- [TASK OBJECTIVE]:
Print each of the entries below word for word, leaving out the pictures.
*** ENTRIES PROVIDED
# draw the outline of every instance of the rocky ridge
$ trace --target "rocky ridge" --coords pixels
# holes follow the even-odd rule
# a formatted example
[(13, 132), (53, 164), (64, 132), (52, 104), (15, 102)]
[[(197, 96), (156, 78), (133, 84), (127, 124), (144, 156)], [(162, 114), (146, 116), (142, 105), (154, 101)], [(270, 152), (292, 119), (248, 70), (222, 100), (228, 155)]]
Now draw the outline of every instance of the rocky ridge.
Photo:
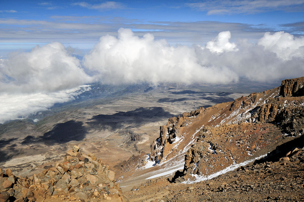
[(206, 181), (150, 179), (125, 194), (130, 201), (299, 201), (304, 200), (304, 144), (301, 136), (253, 164)]
[[(177, 181), (195, 180), (258, 158), (301, 135), (304, 131), (304, 93), (300, 93), (303, 78), (283, 81), (280, 94), (257, 106), (243, 123), (204, 127), (186, 153), (182, 176)], [(252, 93), (237, 99), (230, 111), (246, 108), (265, 94)]]
[(303, 80), (286, 79), (271, 90), (170, 118), (150, 154), (126, 161), (122, 172), (149, 162), (168, 169), (182, 163), (181, 182), (254, 160), (304, 132)]
[(29, 177), (0, 169), (0, 201), (129, 201), (115, 173), (94, 154), (81, 153), (75, 145), (64, 160)]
******
- [ANSWER TO THE PROBLEM]:
# draw the outline of every instance of the rocky ridge
$ trace --target "rocky ridge" --coords pixels
# holes follow the even-odd rule
# a formatted example
[(13, 132), (53, 164), (64, 132), (52, 104), (15, 102)]
[[(197, 96), (156, 78), (133, 84), (127, 124), (144, 156)], [(162, 114), (146, 116), (142, 105), (154, 101)], [(270, 152), (292, 119), (248, 70), (222, 100), (228, 155)]]
Now draw the outline of every instance of the rocky ridge.
Photo:
[(206, 181), (150, 179), (125, 194), (130, 201), (299, 201), (304, 200), (304, 144), (301, 136), (253, 164)]
[[(177, 181), (195, 180), (258, 158), (301, 135), (304, 131), (304, 93), (300, 93), (303, 78), (283, 81), (280, 94), (257, 106), (243, 123), (204, 127), (186, 153), (182, 176)], [(252, 93), (237, 99), (230, 111), (246, 108), (265, 94)]]
[(303, 80), (286, 79), (271, 90), (170, 118), (150, 154), (126, 161), (122, 172), (149, 162), (168, 169), (182, 163), (181, 182), (254, 160), (304, 132)]
[(29, 177), (0, 169), (0, 201), (129, 201), (115, 173), (94, 154), (81, 153), (75, 145), (64, 160)]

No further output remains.